--- Document excerpt ---

While you might liken their situation to your own and opt for severe calorie restriction or veganism, this is NOT how to treat obesity in dogs and will lead to malnourishment over time. It’s important to find a food that is lower in overall calorie density, but not lacking in nutrient balance. Your veterinarian is the best place to start, they can help build a diet plan and eating schedule based on your dog’s size, breed, and lifestyle. The food you choose should be rich in dietary protein and fiber. Protein helps your dog feel full and is the building block for a healthy metabolism, it provides the necessary amino acids and will help your dog preserve lean body mass during weight loss. Fat is often slightly reduced in a diet since it contributes twice as many calories by weight as protein or carbohydrates, but not as much as you might think, as fat is a necessary part of the diet to ensure the dog receives enough essential fatty acids.
Unfortunately, dogs get far too many of their calories in addition to their regular meals, treats should make up no more than 10% of your dog’s daily calorie intake. Many treats found in stores are exactly that… treats! Most dogs are just as happy with natural foods such as green beans, carrots, broccoli, and cauliflower. Many chews found in stores can also be fattening, just like you would for yourself, check to see if the product is natural or processed. Many companies have shifted focus towards the development of low-calorie dog treats, there are now numerous options between 1-4 calories each. And remember, it’s always best to start with a small portion to make sure the new treat doesn’t upset your dog’s stomach.
It might sound obvious, but the best way to help your dog lose weight is to get up and move! Brisk walking is a great start to help begin the journey down weight loss lane. Did you know that most dogs need between 1-2 hours of exercise per day! Recent studies have shown that approximately 20% of dog owners admit to not walking their dog every day. Not all dogs are built to jog, but if your dog is, a 20-minute jog every day will significantly contribute to a happier healthier pup. If you live close to an off-leash dog park try a game of fetch, this vigorous exercise is sure to get your dog up to top speed and will give them a full body workout. Other great activities to do with your dog include swimming, hiking, frisbee, agility training, on-leash walking, and off leash parks.
While it may not be enough to exclusively rely on Spot’s on-leash dog walking services for some breeds, using a professional dog walker can help break up your pup’s day home while you’re at work. Many pet parents will supplement their mid-day on-leash walks with a trip to the off-leash park before or after work. Spot walks are all private and on-leash to ensure your dog is always receiving the one-on-one attention they deserve. Dog walks are also conveniently available on your schedule, on-demand walkers are available with as little as 90-minutes notice, while a Spot recurring walker will provide consistency and can be booked on a weekly ongoing basis. So whether you need a dog walker every month or every day, Spot is always just a few clicks away.
Once your pup’s weight goal has been achieved, it’s imperative they sustain the new weight and lifestyle, yo-yo weight gain and loss is very unhealthy for dogs. It’s important that you maintain their portion control to ensure your dog feels the long-term benefits of a normalized diet. With treats kept under 10% of their total caloric intake, a close eye on their ribs, and bi-weekly weigh-ins, your dog should be setup for long-term success. With a consistent effort and frequent communication with your veterinarian, you can feel confident that your dog is well adapted to live their best life.

--- Input data ---

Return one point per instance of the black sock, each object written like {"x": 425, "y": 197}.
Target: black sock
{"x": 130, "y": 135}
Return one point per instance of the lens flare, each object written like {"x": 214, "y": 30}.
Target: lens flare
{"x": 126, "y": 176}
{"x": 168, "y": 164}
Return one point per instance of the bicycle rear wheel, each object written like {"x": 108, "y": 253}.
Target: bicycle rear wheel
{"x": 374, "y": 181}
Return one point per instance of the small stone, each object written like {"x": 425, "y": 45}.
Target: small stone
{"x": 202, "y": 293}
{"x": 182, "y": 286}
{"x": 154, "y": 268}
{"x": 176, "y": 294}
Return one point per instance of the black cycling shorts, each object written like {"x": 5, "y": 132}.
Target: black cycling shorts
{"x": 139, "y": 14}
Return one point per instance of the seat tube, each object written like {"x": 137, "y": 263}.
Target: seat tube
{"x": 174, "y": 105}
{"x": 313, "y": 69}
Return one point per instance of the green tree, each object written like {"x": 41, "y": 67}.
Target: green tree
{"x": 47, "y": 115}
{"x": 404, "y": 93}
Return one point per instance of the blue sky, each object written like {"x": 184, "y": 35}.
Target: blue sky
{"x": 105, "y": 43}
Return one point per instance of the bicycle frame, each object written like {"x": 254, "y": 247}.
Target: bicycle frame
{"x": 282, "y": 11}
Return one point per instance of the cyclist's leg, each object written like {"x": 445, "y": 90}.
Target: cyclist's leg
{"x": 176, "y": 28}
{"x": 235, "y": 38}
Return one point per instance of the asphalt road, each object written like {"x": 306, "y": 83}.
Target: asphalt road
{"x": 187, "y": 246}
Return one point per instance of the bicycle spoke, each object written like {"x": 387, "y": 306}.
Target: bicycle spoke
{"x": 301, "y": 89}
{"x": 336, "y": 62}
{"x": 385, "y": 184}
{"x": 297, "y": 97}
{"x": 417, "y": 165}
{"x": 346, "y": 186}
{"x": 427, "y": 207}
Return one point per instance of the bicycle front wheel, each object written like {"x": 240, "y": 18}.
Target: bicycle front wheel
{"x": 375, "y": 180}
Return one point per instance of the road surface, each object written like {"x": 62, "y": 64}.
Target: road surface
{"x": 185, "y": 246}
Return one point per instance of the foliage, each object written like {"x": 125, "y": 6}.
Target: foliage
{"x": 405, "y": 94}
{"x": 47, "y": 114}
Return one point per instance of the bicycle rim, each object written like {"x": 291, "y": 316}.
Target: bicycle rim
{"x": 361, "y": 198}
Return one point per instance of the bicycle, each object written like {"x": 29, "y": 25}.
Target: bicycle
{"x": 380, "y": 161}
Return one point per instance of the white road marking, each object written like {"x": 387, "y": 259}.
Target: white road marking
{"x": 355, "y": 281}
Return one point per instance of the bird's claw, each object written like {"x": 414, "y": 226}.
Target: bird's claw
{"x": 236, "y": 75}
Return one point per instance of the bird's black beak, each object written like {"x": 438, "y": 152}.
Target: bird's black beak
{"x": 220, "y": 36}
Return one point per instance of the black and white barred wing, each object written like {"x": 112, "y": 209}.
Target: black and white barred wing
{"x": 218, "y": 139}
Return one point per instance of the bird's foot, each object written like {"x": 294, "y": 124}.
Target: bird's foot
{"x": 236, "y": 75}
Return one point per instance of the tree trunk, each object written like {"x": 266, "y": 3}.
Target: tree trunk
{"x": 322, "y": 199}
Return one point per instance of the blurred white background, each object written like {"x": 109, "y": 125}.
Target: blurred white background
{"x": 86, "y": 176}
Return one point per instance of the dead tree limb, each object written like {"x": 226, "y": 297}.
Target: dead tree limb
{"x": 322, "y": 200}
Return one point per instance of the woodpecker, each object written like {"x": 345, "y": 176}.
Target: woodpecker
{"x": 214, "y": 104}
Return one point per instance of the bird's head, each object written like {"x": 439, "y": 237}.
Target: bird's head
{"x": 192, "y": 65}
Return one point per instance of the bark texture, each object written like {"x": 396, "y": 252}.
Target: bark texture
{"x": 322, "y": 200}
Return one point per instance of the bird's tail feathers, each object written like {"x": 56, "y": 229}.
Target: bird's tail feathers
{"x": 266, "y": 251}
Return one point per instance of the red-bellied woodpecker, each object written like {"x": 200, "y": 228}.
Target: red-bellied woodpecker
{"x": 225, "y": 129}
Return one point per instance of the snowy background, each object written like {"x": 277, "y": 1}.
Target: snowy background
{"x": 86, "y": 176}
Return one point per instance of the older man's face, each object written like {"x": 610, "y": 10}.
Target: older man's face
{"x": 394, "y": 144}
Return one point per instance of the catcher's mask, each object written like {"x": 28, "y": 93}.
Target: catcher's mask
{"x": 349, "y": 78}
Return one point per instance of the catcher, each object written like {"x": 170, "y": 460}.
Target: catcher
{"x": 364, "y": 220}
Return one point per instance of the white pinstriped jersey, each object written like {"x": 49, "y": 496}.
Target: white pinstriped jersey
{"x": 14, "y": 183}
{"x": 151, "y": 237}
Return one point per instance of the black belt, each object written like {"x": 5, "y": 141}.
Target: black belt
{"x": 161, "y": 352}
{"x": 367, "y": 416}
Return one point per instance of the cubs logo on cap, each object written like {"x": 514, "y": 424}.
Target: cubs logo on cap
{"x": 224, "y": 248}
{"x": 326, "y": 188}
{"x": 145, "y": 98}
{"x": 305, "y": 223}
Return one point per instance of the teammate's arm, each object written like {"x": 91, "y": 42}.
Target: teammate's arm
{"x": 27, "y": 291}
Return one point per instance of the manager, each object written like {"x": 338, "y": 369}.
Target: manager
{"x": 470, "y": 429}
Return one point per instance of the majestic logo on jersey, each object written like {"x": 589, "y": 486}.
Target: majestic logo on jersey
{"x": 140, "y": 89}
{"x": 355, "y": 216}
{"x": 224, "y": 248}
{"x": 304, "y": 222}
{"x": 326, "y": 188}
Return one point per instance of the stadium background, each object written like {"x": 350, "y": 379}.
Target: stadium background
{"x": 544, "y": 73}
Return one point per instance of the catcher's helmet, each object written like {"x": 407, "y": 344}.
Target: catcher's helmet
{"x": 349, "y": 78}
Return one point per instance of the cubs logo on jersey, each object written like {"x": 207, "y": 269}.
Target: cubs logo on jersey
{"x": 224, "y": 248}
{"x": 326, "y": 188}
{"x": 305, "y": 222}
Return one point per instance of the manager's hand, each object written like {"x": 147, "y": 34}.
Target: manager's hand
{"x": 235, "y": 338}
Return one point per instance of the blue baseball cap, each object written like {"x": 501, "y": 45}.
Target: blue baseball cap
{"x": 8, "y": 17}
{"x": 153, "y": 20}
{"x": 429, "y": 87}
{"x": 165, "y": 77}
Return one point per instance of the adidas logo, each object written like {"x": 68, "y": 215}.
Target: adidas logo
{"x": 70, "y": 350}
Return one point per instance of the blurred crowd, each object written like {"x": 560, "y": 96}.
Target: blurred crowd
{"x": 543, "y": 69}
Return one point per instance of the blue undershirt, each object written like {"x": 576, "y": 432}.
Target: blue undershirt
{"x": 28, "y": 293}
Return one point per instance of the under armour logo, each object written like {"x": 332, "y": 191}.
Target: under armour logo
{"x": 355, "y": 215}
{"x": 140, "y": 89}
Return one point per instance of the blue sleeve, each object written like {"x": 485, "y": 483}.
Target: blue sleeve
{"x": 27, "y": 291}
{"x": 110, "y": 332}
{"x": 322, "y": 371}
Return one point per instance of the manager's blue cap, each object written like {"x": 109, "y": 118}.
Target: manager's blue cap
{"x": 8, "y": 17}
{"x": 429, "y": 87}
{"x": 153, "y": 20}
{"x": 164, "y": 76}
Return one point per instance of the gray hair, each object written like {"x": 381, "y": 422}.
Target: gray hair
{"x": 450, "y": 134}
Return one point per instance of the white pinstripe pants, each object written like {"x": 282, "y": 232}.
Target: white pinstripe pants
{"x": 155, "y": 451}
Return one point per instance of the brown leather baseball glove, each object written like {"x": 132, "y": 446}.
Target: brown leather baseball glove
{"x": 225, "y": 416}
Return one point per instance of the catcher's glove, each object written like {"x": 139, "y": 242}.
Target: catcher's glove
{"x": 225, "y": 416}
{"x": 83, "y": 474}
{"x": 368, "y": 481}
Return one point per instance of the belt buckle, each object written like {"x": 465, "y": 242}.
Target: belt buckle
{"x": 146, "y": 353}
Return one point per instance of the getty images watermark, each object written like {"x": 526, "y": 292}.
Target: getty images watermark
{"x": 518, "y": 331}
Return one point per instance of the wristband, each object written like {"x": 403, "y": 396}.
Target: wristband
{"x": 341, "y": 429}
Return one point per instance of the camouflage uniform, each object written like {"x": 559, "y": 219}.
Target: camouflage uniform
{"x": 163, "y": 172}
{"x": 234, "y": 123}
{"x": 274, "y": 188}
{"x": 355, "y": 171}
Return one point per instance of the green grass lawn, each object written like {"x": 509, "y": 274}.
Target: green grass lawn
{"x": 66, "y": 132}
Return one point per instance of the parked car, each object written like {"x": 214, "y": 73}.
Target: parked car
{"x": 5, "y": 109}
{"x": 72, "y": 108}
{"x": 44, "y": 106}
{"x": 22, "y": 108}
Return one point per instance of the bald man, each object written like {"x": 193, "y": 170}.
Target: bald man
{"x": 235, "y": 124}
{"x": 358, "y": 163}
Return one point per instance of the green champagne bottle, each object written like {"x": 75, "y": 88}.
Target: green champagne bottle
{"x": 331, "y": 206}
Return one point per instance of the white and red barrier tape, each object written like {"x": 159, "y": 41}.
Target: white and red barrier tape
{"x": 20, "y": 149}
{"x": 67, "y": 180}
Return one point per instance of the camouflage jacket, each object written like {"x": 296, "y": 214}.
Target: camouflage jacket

---

* [Work request A]: According to the dog weight-loss guide, why is fat in a dog's diet reduced only slightly rather than cut sharply?
* [Work request B]: Reproduce word for word the part of the dog weight-loss guide that begins at the words "It might sound" and stops after "off leash parks.".
The rows play no part in what follows.

* [Task answer A]: Fat is reduced somewhat because it contributes twice as many calories by weight as protein or carbohydrates. It is not cut much further because fat is a necessary part of the diet that ensures the dog receives enough essential fatty acids.

* [Task answer B]:
It might sound obvious, but the best way to help your dog lose weight is to get up and move! Brisk walking is a great start to help begin the journey down weight loss lane. Did you know that most dogs need between 1-2 hours of exercise per day! Recent studies have shown that approximately 20% of dog owners admit to not walking their dog every day. Not all dogs are built to jog, but if your dog is, a 20-minute jog every day will significantly contribute to a happier healthier pup. If you live close to an off-leash dog park try a game of fetch, this vigorous exercise is sure to get your dog up to top speed and will give them a full body workout. Other great activities to do with your dog include swimming, hiking, frisbee, agility training, on-leash walking, and off leash parks.